## WHAT THIS TASK INVOLVES
Please edit the listing below by replacing "outline" with "boundary" and leaving every other line unchanged.

[Segmentation dataset excerpts]
+ + + + +

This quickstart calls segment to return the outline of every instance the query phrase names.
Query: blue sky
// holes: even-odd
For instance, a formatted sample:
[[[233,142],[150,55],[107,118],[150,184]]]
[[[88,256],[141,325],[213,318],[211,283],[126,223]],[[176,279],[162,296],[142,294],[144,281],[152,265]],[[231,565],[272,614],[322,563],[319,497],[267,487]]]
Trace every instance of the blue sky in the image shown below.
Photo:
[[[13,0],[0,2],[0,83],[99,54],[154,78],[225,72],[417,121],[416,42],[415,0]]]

+ + + + +

## TASK OUTPUT
This quickstart calls segment to return the boundary of every instance the query phrase names.
Query: blue sky
// holes: even-odd
For instance, a formatted sample:
[[[233,142],[150,55],[107,118],[150,184]]]
[[[88,256],[141,325],[213,318],[211,283],[126,223]],[[176,279],[162,296],[142,294],[144,281],[152,265]],[[231,565],[272,614],[322,563],[319,497],[267,487]]]
Trace every instance of the blue sky in the image shown below.
Photo:
[[[13,0],[0,2],[0,83],[99,54],[154,78],[225,72],[417,121],[416,42],[415,0]]]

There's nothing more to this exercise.